→ **Given instruction 1**
Collect every line of the rows below that contains the word "each".

→ **Selected passage**
┄┄┄┄┄┄┄┄┄┄

Scope of Search of Container within a Motor Vehicle
CALIFORNIA v. ACEVEDO, Supreme Court of the United States (1991), U.S. , 111 S.Ct. 1982
FACTS:
Santa Ana, California police received a call from a federal drug enforcement agent in Hawaii that the government had seized drugs from the Federal Express system which were scheduled for local California delivery. Federal agents sent the package to the Santa Ana police department which, with the cooperation of the local Federal Express office, delivered the drugs to one J.R. Daza. The recipient drove to his apartment and carried the package inside.
A couple of hours later, respondent, Charles Acevedo arrived at the apartment, entered and left after a ten minute visit. As he headed for his automobile, police observed that he carried a brown paper bag of the same size as the marijuana shipped from Hawaii. Acevedo placed the package in the trunk of his Honda and attempted to drive away. Officers stopped his car and conducted a warrantless search for what they believed was marijuana. A search of the brown bag disclosed a quantity of marijuana.
In state court Acevedo failed to have the evidence suppressed and pled guilty reserving the right to appeal the denial of his motion to suppress. The California Court of Appeal reversed the trial court with the conclusion that although the police had probable cause to believe that the bag contained drugs, the bag should not have been opened without a warrant. In addition, the Court held that police lacked probable cause to believe that Acevedo's car itself otherwise contained contraband.

┄┄┄┄┄┄┄┄┄┄

→ **Given instruction 2**
Transcribe, word for word, the part of the case summary above that opens with the words containing "A couple of" and closes with "quantity of marijuana.".

→ **Exercise materials**
┄┄┄┄┄┄┄┄┄┄

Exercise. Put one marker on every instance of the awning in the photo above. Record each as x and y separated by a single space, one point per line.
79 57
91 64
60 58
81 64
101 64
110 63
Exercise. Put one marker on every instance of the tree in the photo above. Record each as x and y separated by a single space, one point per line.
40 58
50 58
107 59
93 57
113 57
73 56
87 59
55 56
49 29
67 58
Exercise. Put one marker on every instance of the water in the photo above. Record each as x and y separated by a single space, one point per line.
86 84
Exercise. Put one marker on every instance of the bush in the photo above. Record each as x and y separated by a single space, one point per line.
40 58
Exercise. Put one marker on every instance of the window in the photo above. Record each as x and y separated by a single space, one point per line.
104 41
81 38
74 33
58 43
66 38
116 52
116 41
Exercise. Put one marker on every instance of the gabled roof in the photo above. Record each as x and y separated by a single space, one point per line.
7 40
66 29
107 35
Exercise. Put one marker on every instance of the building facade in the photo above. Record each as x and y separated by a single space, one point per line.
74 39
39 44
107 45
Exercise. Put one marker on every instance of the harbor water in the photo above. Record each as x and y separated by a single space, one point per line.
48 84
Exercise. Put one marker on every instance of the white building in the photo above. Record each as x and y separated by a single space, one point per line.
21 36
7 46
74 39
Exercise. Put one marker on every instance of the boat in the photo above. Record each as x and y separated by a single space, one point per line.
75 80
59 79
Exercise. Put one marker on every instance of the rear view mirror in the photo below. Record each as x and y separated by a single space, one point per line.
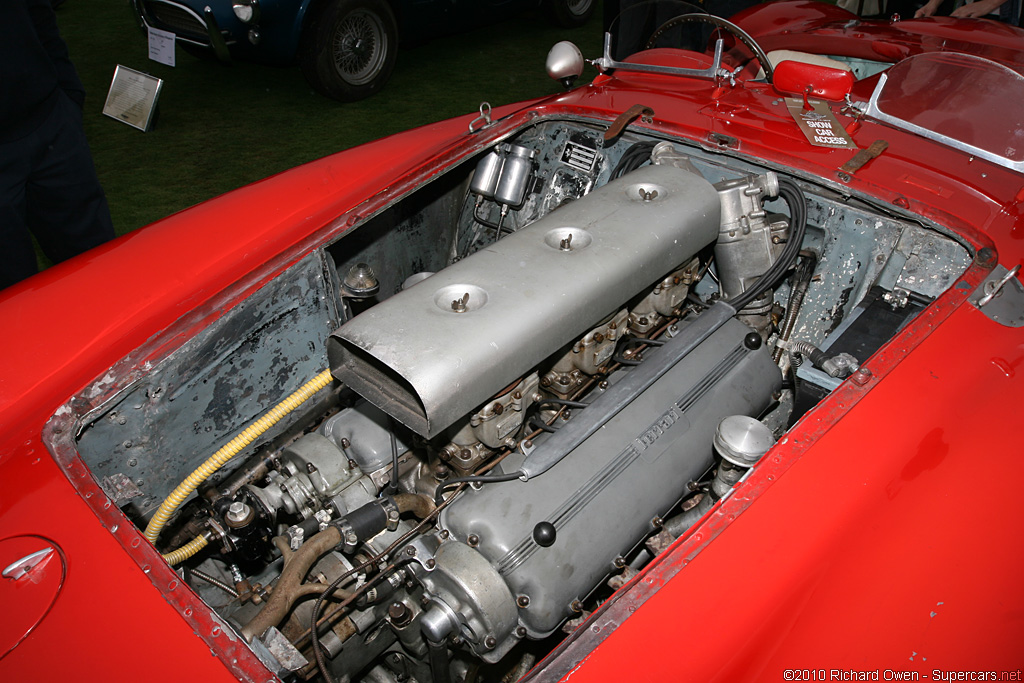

┄┄┄┄┄┄┄┄┄┄

→ **Task output 1**
Exercise. Put one marker on every instance of the awning in the photo above. Record each as x and y separated by a single space, one point per line.
Exercise. Put one marker on every instance of the tree in the photo above. Record each as x and y separated by a single space, one point per line.
Exercise. Put one marker on every instance of the water in the photo above. Record each as x and y separated by a single space, one point per line.
Exercise. Put one marker on every instance of the bush in the photo above. Record each as x and y separated by a single space, one point per line.
Exercise. Put one marker on every instance of the window in the photo above. Record each as x and y separated by a single space, one point per line.
Exercise. Put one marker on every instance of the gabled roof in the photo above. Record each as x and y separated by a single space, one point per line.
Exercise. Put one marker on every instance of the building facade in the photo above. Record each as x and y separated by a single space, one point per line.
Exercise. Put one marker on every instance of the harbor water in the photo above. Record each as x and y separated by a single space, one point per line.
Exercise. Put one marker on every instance of the white building in the photo above. Record each as x and y separated by a single space, one point per line.
Exercise. Put one marker on every instance of the boat in the photo above. Record each as x and y separated by a single space, one point per line.
Exercise. Put one marker on every instance of the rear view mirror in the photo below. Record each as x and y separated by a single space, one point per line.

→ **Task output 2**
A couple of hours later, respondent, Charles Acevedo arrived at the apartment, entered and left after a ten minute visit. As he headed for his automobile, police observed that he carried a brown paper bag of the same size as the marijuana shipped from Hawaii. Acevedo placed the package in the trunk of his Honda and attempted to drive away. Officers stopped his car and conducted a warrantless search for what they believed was marijuana. A search of the brown bag disclosed a quantity of marijuana.